▶ _What the exercise asks_: Copy out all of the data below with "simplified polygon" replaced by "reduced polygon" and nothing else changed, leaving the pictures out.

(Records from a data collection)
-- start --

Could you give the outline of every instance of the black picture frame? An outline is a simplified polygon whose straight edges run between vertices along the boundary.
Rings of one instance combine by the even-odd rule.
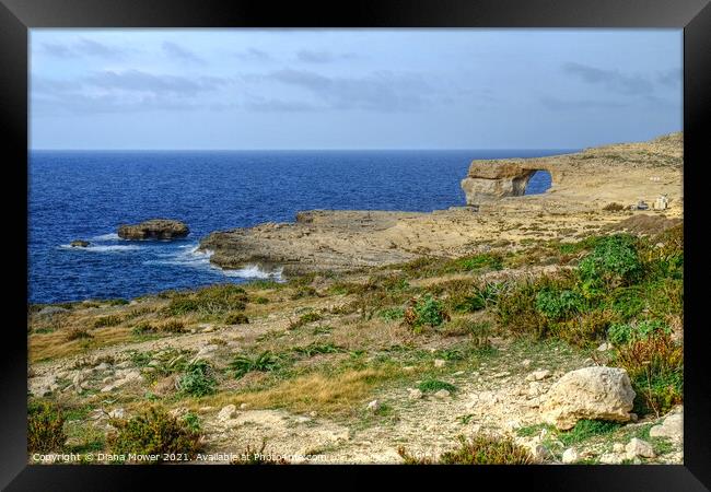
[[[544,467],[427,467],[444,487],[454,483],[497,488],[515,480],[526,489],[697,491],[711,487],[711,377],[701,305],[709,271],[709,255],[693,237],[702,232],[703,167],[709,166],[708,128],[711,115],[711,7],[709,0],[359,0],[348,4],[240,0],[0,0],[0,130],[4,210],[14,221],[8,261],[15,267],[5,279],[3,323],[2,419],[0,485],[7,490],[137,490],[160,475],[168,483],[189,484],[189,476],[223,475],[230,488],[245,485],[259,467],[198,466],[30,466],[26,459],[26,243],[27,234],[27,35],[34,27],[676,27],[684,28],[684,195],[685,195],[685,441],[679,466],[544,466]],[[698,234],[697,234],[698,236]],[[24,266],[23,261],[24,259]],[[19,289],[16,285],[24,285]],[[706,323],[704,323],[706,321]],[[245,469],[250,468],[250,469]],[[267,467],[260,480],[285,475],[318,485],[331,467]],[[341,467],[337,471],[342,471]],[[348,469],[349,483],[372,471],[393,467]],[[401,476],[423,477],[421,467],[395,467]],[[445,473],[445,475],[443,475]],[[151,476],[151,477],[149,477]],[[310,478],[307,479],[306,476]],[[446,477],[446,482],[442,480]],[[238,481],[235,482],[234,480]],[[202,488],[224,487],[218,483]],[[399,480],[396,478],[396,480]],[[296,484],[300,481],[293,481]],[[267,482],[263,482],[267,483]],[[267,487],[270,487],[267,484]],[[331,487],[338,487],[337,483]]]

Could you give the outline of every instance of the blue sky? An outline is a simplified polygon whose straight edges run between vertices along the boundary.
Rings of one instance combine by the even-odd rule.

-- end --

▶ _Finished answer_:
Could you give the outline of every instance of the black picture frame? An outline is a reduced polygon whose straight edges run between vertices along the boundary.
Rings of one instance combine by the even-odd rule.
[[[544,467],[427,467],[444,487],[454,483],[497,488],[515,480],[526,489],[697,491],[711,487],[711,377],[701,305],[709,271],[709,255],[693,237],[702,232],[703,167],[709,166],[708,128],[711,115],[711,7],[709,0],[359,0],[348,4],[240,0],[0,0],[0,130],[4,210],[14,221],[8,261],[15,267],[5,279],[3,323],[2,419],[0,485],[7,490],[137,490],[160,475],[168,483],[189,484],[189,476],[223,475],[230,488],[245,485],[259,467],[198,466],[30,466],[26,459],[26,243],[27,234],[27,35],[34,27],[676,27],[684,28],[684,195],[685,195],[685,441],[679,466],[544,466]],[[698,234],[697,234],[698,236]],[[24,266],[23,261],[24,259]],[[19,289],[16,285],[24,285]],[[706,323],[704,323],[706,321]],[[245,469],[250,468],[250,469]],[[267,467],[260,480],[285,475],[318,485],[331,467]],[[341,467],[337,471],[342,471]],[[348,469],[349,483],[372,471],[393,467]],[[401,476],[423,477],[421,467],[395,467]],[[445,473],[445,475],[443,475]],[[151,476],[151,477],[149,477]],[[310,478],[307,479],[306,476]],[[446,477],[446,482],[442,480]],[[238,481],[235,482],[234,480]],[[202,488],[224,487],[218,483]],[[399,480],[396,478],[396,480]],[[296,484],[300,481],[293,481]],[[267,482],[263,482],[267,483]],[[267,487],[270,487],[267,484]],[[331,487],[338,487],[337,483]]]

Could you give the outline of every instance of the blue sky? An outline is a reduced polygon whose straight edges run between vertices along the boundary.
Rings of one instance combine by the even-odd rule.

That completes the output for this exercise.